- [APPLY WHAT YOU READ]
- a) From the forum post, quote the part that opens with the words containing "Mumsnet has not" and closes with "up' to mean?".
- b) Translate this sentence from the forum post into Spanish: "And when she mentioned wanting to do some day drinking, he said he'd join her (no mention of anyone else by either of them)."

Mumsnet has not checked the qualifications of anyone posting here. If you need help urgently or expert advice, please see our domestic violence webguide and/or relationships webguide. Many Mumsnetters experiencing domestic abuse have found this thread helpful: Listen up, everybody

What would you take 'i buttered her up' to mean?

33 replies

Alondonleerie · 19/02/2019 08:08

In the context of an explanation as to why there is a string of cosy messages between dh and a woman he worked with, but apparently didn't actually spend time alone with, while working away. They did spend time together in a group (although could have been in a corner together, who knows), and hung around together on an arranged sightseeing trip. And when she mentioned wanting to do some day drinking, he said he'd join her (no mention of anyone else by either of them). She had asked his advice on sightseeing trips, then given him a rundown of what she'd seen - along the lines of:
"I saw a tortoise :). "
"and a bird"
"and a goose"

Yes... In seperately texts. And pics of her cocktails in a bar, on two different occasions, one of which was accompanied by text along the lines of " better than your Starbucks!", so she knew where he'd gone, and was... What?... Saying it was better with her? I dunno.

- [GIVEN MATERIAL]
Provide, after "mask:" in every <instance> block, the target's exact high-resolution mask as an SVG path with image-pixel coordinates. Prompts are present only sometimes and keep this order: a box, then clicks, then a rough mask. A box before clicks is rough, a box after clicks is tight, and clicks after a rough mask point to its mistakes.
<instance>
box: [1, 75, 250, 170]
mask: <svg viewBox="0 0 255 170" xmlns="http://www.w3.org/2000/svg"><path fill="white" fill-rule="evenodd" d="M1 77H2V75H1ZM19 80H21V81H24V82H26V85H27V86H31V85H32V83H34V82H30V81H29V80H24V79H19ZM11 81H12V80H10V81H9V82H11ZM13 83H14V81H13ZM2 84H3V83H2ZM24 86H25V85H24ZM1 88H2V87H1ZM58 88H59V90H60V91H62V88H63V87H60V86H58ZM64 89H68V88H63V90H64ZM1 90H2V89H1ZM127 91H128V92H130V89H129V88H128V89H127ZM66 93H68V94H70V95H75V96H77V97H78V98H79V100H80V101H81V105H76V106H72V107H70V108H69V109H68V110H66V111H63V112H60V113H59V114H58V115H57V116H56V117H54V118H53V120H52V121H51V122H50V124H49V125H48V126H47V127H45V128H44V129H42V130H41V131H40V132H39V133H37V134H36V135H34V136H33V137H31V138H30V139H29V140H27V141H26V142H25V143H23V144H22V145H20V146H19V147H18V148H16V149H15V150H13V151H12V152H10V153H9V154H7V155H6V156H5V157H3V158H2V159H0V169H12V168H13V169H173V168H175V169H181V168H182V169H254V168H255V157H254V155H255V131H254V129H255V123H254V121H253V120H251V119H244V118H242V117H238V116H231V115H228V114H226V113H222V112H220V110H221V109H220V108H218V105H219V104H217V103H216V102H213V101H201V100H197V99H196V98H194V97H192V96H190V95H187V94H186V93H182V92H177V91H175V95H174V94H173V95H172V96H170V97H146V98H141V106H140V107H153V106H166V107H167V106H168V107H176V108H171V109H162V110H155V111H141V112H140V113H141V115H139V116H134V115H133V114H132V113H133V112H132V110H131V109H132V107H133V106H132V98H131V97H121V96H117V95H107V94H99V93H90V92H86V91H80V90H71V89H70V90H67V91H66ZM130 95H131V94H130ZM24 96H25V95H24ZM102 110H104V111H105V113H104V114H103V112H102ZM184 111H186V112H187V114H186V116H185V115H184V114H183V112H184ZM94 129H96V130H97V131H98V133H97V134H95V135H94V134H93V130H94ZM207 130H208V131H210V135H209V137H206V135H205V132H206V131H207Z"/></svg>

- [ANSWERS FOR THIS EXERCISE]
- a)
Mumsnet has not checked the qualifications of anyone posting here. If you need help urgently or expert advice, please see our domestic violence webguide and/or relationships webguide. Many Mumsnetters experiencing domestic abuse have found this thread helpful: Listen up, everybody

What would you take 'i buttered her up' to mean?

- b) Y cuando ella mencionó que quería beber algo durante el día, él dijo que la acompañaría (ninguno de los dos mencionó a nadie más).